#### HOW TO COMPLETE THIS TASK:
In the text below on metal detecting and surface flow, what did the buddy find out front between the curb and the sidewalk?

#### PAGE EXTRACT:
[Start of section]

There is a marked misperception by the majority of people concerning the way the earths surface...moves...over decades and centuries. To things like us with a century or less of life each time, reality appears either static or catastrophic, in varying degrees. We will veer away from the catastrophic, and not think about how perturbed the moons orbit is, or how it is largely hollow and stands a chance of breaking in pieces soon because of dim-witted and monkey-like scalar experimentation in the last 7 years. No, we will not go there today.


Instead we will begin discussing things like surface flow here on earth, across decades, or a century or two at most, which may appear static, but are really anything but. Wind, rain, gravity, dogs digging, gophers burrowing, even fire hydrants breaking (and much much more!) -- all contribute to a surface flow that is not just measurable and observable, but quite interesting too. Most people are not only ignorant of all this. They remain ignorant for all their lives! So we have this going for us at least, and thats a nice thing.

Metal detectorists are uniquely in tune (iluvpuns) to the phenomena of outer crust flow, because they get to observe it a lot, and by observing it, can begin to know it exists, and question it. Also, study of the outer surface movement on this planet, and the understanding thereof, can help the metal detectorist find more coins and rings and other things of value, casually hoarded through loss, which is to say, deposited, against the day they may be withdrawn.


Because of metal detecting, many old currencys have come alive, and not only live, but grow, and teach. It is galling to be slapped in the face with your past absurditys, no doubt, but better that than what has always happened so far. Numismatics encompasses not just coinage, but is the true exhibit of certain primal forces alive across the multiverse, of which people are a part. Imagine all the suns, golden coins, red coins, blue, and more. The moon a coin, every planet. These even look like coins sometimes. Depends on which way you are looking at them. What angle hast thous perception??

At many metal detecting sites, the earths movement is not only observable but actually incredible. I once detected a place in Clearwater Florida, did not find much, its where a house was removed, near the hospital, and the lot had been scraped but there was not too much to be had. Or so I thought.

I brought a buddy there one day when nothing else was up, and his detector was quite a lot more advanced than mine was, and he got an extra inch or two in depth with the thing. He found several nice earlier Mercury dimes out front, between the curb and the sidewalk, and a late Indian Head cent.

Later I remembered how the sand of the front yard had begun to creep slowly downhill, and over the curb, to eventually be washed downhill further in the street, but not before causing like a 6" lip of material (Sand) to accumulate at the first edge of the curb, and thereby deepening the entire front part of the lot by quite a few inches, and maybe a foot or more! This in less than a century, as I now know graphically, having once again revisited the site one night, alone.

[End of section]

#### EXERCISE DATA:
[Start of section]

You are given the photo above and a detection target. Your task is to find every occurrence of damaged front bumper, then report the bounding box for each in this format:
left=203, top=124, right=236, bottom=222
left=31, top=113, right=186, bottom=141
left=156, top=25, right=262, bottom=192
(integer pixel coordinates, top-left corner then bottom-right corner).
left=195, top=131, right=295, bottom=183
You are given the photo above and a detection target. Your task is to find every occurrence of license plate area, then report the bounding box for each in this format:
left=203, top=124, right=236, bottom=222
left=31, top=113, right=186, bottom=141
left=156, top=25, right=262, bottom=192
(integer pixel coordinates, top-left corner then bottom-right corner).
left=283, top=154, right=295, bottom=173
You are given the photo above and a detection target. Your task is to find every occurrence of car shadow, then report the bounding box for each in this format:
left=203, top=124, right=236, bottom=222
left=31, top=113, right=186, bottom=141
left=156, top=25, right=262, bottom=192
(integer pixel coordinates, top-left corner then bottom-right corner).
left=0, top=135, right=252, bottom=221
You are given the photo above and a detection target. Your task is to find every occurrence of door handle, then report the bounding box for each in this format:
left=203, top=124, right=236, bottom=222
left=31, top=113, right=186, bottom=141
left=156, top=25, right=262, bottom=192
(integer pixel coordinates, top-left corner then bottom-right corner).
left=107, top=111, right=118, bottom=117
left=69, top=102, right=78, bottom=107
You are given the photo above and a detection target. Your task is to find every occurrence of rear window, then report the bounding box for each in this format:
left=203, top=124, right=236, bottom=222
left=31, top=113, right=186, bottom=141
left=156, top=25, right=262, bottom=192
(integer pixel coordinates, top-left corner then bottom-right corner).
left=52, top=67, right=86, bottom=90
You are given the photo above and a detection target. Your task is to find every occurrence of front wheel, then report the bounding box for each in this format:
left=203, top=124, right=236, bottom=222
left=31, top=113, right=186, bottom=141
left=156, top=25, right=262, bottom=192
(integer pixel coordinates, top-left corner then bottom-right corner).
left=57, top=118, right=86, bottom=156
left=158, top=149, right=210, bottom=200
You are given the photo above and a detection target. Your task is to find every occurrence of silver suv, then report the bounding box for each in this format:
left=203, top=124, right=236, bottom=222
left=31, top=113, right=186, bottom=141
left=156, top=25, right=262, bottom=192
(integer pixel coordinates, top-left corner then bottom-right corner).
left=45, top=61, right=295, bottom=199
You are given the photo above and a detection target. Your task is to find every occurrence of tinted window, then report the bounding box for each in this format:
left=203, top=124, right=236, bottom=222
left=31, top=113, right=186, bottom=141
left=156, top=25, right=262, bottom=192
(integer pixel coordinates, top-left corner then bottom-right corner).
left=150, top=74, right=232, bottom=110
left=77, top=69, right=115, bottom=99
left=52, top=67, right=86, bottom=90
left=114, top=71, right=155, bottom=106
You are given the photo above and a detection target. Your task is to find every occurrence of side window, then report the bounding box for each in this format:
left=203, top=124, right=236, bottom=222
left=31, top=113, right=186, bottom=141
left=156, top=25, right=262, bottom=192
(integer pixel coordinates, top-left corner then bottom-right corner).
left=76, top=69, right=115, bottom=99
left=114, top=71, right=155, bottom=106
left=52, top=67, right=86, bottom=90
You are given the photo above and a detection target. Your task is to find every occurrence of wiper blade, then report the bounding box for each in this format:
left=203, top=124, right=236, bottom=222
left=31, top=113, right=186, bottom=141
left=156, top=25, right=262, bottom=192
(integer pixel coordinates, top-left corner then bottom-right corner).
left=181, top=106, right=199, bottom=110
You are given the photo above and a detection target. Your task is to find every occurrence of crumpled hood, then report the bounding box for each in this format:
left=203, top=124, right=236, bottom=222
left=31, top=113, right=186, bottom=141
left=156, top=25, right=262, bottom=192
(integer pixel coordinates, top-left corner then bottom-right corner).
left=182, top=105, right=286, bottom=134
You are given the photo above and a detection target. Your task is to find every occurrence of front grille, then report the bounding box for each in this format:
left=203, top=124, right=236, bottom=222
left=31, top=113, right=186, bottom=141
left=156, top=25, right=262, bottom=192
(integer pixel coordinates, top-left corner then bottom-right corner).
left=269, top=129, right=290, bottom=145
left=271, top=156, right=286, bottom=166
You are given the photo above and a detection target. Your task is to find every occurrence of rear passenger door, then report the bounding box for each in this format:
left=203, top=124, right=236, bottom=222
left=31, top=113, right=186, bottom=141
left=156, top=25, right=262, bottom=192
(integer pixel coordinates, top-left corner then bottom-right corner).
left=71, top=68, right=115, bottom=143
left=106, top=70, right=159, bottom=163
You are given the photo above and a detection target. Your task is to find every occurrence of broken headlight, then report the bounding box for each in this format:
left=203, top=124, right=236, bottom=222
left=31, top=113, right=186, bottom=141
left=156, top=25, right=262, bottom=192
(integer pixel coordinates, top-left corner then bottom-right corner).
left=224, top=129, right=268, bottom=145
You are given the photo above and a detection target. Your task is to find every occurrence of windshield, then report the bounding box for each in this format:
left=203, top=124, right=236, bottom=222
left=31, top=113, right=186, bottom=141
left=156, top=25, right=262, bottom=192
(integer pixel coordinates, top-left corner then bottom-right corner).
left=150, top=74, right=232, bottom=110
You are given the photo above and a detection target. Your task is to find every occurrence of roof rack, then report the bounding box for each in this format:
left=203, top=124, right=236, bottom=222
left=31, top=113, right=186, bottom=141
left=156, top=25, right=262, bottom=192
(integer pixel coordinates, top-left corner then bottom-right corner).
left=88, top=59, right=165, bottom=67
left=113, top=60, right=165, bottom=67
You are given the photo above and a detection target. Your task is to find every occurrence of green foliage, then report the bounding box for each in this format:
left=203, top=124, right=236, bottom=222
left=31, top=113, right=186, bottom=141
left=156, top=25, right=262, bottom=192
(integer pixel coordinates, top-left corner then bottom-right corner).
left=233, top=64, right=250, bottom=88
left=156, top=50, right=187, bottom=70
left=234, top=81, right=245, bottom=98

[End of section]

#### ANSWER TO THIS TASK:
Several nice earlier Mercury dimes and a late Indian Head cent.